» **Requirements**: Repeat each record below exactly as given.

» **Exercise material**:
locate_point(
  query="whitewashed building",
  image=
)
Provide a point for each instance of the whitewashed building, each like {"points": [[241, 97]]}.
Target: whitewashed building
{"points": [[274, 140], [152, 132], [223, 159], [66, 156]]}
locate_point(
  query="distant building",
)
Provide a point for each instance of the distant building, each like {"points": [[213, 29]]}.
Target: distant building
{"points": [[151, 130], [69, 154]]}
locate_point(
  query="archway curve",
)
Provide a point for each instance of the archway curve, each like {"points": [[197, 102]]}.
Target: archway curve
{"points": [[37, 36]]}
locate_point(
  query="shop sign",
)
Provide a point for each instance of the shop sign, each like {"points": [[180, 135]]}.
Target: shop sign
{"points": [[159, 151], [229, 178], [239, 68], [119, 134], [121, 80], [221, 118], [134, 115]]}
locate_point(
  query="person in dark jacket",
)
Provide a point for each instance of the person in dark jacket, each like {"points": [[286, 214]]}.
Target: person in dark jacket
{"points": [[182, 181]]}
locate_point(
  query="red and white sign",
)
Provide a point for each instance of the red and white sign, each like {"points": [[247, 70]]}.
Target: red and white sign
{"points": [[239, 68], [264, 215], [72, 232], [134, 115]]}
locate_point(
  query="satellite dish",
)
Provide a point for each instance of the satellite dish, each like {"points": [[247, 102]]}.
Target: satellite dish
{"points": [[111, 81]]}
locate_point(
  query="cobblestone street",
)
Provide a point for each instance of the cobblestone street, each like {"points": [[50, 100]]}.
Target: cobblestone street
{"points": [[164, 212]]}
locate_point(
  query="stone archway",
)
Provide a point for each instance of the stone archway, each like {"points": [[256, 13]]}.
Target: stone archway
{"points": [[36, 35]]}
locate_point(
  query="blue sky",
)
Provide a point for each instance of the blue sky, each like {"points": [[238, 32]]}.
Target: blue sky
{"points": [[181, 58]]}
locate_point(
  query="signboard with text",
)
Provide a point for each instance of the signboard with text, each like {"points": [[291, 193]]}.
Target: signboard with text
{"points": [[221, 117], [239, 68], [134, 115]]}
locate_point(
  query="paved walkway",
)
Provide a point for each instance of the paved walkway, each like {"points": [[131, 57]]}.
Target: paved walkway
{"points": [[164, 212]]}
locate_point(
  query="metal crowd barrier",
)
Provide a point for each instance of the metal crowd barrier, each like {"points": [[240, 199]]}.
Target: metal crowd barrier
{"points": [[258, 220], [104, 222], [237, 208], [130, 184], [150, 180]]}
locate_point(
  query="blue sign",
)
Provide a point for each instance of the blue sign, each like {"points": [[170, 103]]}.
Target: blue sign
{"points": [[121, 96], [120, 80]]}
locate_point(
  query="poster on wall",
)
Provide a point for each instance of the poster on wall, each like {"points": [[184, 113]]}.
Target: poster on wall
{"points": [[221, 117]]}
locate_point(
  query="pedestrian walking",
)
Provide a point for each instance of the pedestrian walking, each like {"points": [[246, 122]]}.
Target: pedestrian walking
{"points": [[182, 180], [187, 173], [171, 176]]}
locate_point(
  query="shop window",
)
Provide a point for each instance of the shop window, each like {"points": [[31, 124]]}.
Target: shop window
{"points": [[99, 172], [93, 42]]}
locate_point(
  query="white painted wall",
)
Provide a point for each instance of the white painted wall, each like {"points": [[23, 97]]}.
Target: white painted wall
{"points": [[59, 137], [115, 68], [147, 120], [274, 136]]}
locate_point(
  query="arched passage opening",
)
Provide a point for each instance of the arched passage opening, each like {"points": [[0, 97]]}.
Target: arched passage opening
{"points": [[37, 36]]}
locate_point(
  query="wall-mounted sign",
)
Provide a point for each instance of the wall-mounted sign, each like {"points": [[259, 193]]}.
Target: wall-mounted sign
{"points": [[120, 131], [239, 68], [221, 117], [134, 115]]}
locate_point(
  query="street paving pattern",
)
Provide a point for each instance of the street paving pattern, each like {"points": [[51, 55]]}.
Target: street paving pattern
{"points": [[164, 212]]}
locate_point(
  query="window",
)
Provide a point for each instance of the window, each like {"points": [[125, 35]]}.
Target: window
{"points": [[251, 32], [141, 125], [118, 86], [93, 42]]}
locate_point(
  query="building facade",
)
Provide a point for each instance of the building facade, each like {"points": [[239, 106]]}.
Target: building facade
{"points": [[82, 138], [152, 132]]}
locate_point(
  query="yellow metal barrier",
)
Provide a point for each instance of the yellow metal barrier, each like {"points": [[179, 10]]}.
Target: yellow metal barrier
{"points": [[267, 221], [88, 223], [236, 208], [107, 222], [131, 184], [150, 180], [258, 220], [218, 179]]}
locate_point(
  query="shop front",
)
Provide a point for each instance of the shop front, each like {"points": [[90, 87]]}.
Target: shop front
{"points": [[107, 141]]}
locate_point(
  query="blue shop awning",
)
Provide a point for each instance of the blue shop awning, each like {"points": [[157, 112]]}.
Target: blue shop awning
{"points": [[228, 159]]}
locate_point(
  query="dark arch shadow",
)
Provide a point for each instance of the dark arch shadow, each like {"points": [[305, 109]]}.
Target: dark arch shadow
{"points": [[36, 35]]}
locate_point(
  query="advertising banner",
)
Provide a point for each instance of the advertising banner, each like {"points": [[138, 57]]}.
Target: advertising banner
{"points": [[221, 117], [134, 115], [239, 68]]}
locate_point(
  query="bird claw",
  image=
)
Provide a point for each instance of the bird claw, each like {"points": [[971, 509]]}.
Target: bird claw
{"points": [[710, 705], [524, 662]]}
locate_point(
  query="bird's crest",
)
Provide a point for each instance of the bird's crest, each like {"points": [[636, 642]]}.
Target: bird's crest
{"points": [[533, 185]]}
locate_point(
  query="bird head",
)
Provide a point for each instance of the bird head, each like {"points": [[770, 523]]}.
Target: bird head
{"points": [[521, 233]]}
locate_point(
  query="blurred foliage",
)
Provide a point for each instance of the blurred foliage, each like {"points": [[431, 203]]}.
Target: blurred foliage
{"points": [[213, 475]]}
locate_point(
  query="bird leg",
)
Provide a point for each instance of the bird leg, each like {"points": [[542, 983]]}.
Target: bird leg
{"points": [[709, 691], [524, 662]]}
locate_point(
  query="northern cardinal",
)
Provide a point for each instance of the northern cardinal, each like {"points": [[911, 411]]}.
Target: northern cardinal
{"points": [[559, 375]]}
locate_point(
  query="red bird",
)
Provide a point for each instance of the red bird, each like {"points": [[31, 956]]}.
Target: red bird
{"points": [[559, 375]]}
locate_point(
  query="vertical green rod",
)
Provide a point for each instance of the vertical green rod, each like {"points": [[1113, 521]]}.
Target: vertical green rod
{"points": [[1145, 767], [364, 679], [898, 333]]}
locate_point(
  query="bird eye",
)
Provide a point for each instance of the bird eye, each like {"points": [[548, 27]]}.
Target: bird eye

» **Answer to this exercise**:
locate_point(
  query="whitewashed building",
  image=
)
Provide a point for each instance of the whitewashed building, each like {"points": [[241, 97]]}.
Target: whitewashed building
{"points": [[274, 140], [152, 132], [223, 159], [66, 156]]}
locate_point(
  query="distant building",
)
Provide a point for each instance of the distant building, each like {"points": [[213, 29]]}.
Target: distant building
{"points": [[151, 130], [69, 154]]}
locate_point(
  query="archway curve",
)
Provide a point for each instance of the archway curve, each like {"points": [[197, 102]]}.
Target: archway curve
{"points": [[37, 36]]}
locate_point(
  query="shop sign",
)
Provide a point for each instance of the shop sign, each like {"points": [[180, 135]]}.
Target: shop sign
{"points": [[159, 151], [229, 178], [239, 68], [119, 134], [121, 80], [221, 118], [134, 115]]}
locate_point(
  query="person in dark jacket",
)
Provide a point for each instance of the person in dark jacket, each like {"points": [[286, 214]]}.
Target: person in dark jacket
{"points": [[182, 181]]}
locate_point(
  query="red and white sign",
)
Provide a point for each instance of the red and white sign, each like {"points": [[247, 70]]}.
Target: red and white sign
{"points": [[239, 68], [264, 215], [72, 232], [134, 115]]}
locate_point(
  query="satellite dish",
)
Provide a point for each instance of the satellite dish, each like {"points": [[247, 102]]}.
Target: satellite dish
{"points": [[111, 81]]}
locate_point(
  query="cobblestone street",
)
Provide a point for each instance of the cobblestone street, each like {"points": [[50, 100]]}.
Target: cobblestone street
{"points": [[164, 212]]}
locate_point(
  query="stone archway",
)
Provide a point for each instance of the stone archway, each like {"points": [[256, 13]]}.
Target: stone archway
{"points": [[36, 35]]}
locate_point(
  query="blue sky",
)
Provide a point for each instance of the blue sky, each like {"points": [[238, 32]]}.
Target: blue sky
{"points": [[181, 58]]}
locate_point(
  query="signboard with text",
)
Provide a point for each instance of the signboard with text, each like {"points": [[291, 193]]}.
Target: signboard with text
{"points": [[221, 117], [239, 68], [134, 115]]}
locate_point(
  query="paved walkway",
)
Provide a point for each instance of the paved walkway, each like {"points": [[131, 57]]}.
Target: paved walkway
{"points": [[164, 212]]}
locate_point(
  query="metal crowd barrier",
)
Provide a point for each instance of the metal crowd barrier, each like {"points": [[240, 199]]}.
Target: metal crowd barrier
{"points": [[258, 220], [104, 222], [237, 208], [130, 184], [150, 180]]}
locate_point(
  query="blue sign",
)
Provide a point for each instance of the blue sign, each like {"points": [[170, 103]]}.
Target: blue sign
{"points": [[121, 96], [120, 80]]}
locate_point(
  query="poster on wall",
)
Provide a point for each instance of the poster on wall, each like {"points": [[184, 113]]}.
Target: poster on wall
{"points": [[221, 117]]}
locate_point(
  query="pedestrian walking",
)
Provide a point for each instance of the pedestrian walking, each like {"points": [[246, 122]]}.
Target: pedestrian walking
{"points": [[182, 180], [187, 173], [171, 176]]}
locate_point(
  query="shop window",
)
Provide a point for each instance of the shop window, each like {"points": [[31, 124]]}.
Target: shop window
{"points": [[99, 172], [93, 42]]}
locate_point(
  query="white painted wall",
)
Provide a point for each instance of the white painted wall, each like {"points": [[23, 97]]}.
Target: white painted wall
{"points": [[59, 137], [115, 68], [147, 120], [274, 136]]}
locate_point(
  query="arched passage opening",
)
Provide a point for each instance of the arched passage opening, each like {"points": [[0, 97]]}.
Target: arched passage opening
{"points": [[37, 36]]}
locate_point(
  query="wall-mounted sign",
)
Provide a point for each instance of the wall-mounted sign, each like {"points": [[259, 193]]}.
Target: wall-mounted sign
{"points": [[120, 131], [239, 68], [221, 117], [134, 115]]}
locate_point(
  query="street paving pattern",
)
Provide a point for each instance of the street paving pattern, each like {"points": [[51, 55]]}.
Target: street paving pattern
{"points": [[164, 212]]}
locate_point(
  query="window",
)
Provide a point for each instance of the window, each like {"points": [[125, 35]]}.
Target: window
{"points": [[251, 32], [141, 125], [118, 86], [93, 42]]}
locate_point(
  query="building facade",
)
Provide a point for each instance of the building facade, each like {"points": [[239, 106]]}.
Target: building facade
{"points": [[82, 138], [152, 132]]}
locate_point(
  query="yellow metal barrier",
)
Provide a point for each instance of the yellow metal barrier, each like {"points": [[179, 10]]}.
Target: yellow metal barrier
{"points": [[267, 221], [88, 223], [236, 208], [107, 222], [131, 184], [150, 180], [258, 220], [218, 179]]}
locate_point(
  query="shop front",
)
Provide a point for each instance of the shop front, each like {"points": [[90, 87]]}.
Target: shop front
{"points": [[107, 141]]}
locate_point(
  query="blue shop awning",
)
Provide a point for each instance of the blue shop awning, each like {"points": [[157, 112]]}.
Target: blue shop awning
{"points": [[228, 159]]}
locate_point(
  query="dark arch shadow",
)
Provide a point for each instance of the dark arch shadow, each like {"points": [[305, 109]]}.
Target: dark arch shadow
{"points": [[36, 35]]}
locate_point(
  query="advertising banner",
)
Provide a point for each instance of the advertising banner, each like {"points": [[138, 57]]}.
Target: advertising banner
{"points": [[221, 117], [134, 115], [239, 68]]}
locate_point(
  query="bird claw",
  image=
)
Provide a point for each instance of the bird claw, each like {"points": [[971, 509]]}.
Target: bird claw
{"points": [[710, 705], [524, 662]]}
locate_point(
  query="bird's crest",
)
Provide a point for each instance of the bird's crest, each like {"points": [[636, 642]]}.
Target: bird's crest
{"points": [[533, 185]]}
locate_point(
  query="bird head",
)
Provide a point for each instance of the bird head, each like {"points": [[770, 523]]}.
Target: bird head
{"points": [[521, 233]]}
locate_point(
  query="blurred foliage",
)
Provide a point for each instance of the blurred foliage, each like {"points": [[431, 203]]}.
Target: blurred foliage
{"points": [[213, 475]]}
locate_point(
  query="bird leg",
)
Provide a point for each instance of the bird leg, each like {"points": [[542, 983]]}.
Target: bird leg
{"points": [[709, 691], [524, 662]]}
locate_point(
  query="northern cardinal",
)
Provide a point for each instance of the northern cardinal, each like {"points": [[911, 411]]}.
Target: northern cardinal
{"points": [[559, 375]]}
locate_point(
  query="red bird",
)
Provide a point for each instance of the red bird, each like {"points": [[31, 956]]}.
Target: red bird
{"points": [[559, 375]]}
locate_point(
  query="vertical green rod",
)
Provide a point for each instance of the vertical green rod, each like {"points": [[1113, 521]]}.
Target: vertical green rod
{"points": [[1145, 767], [364, 679], [898, 333]]}
locate_point(
  query="bird eye",
)
Provide a point for each instance of the bird eye, each like {"points": [[548, 27]]}.
Target: bird eye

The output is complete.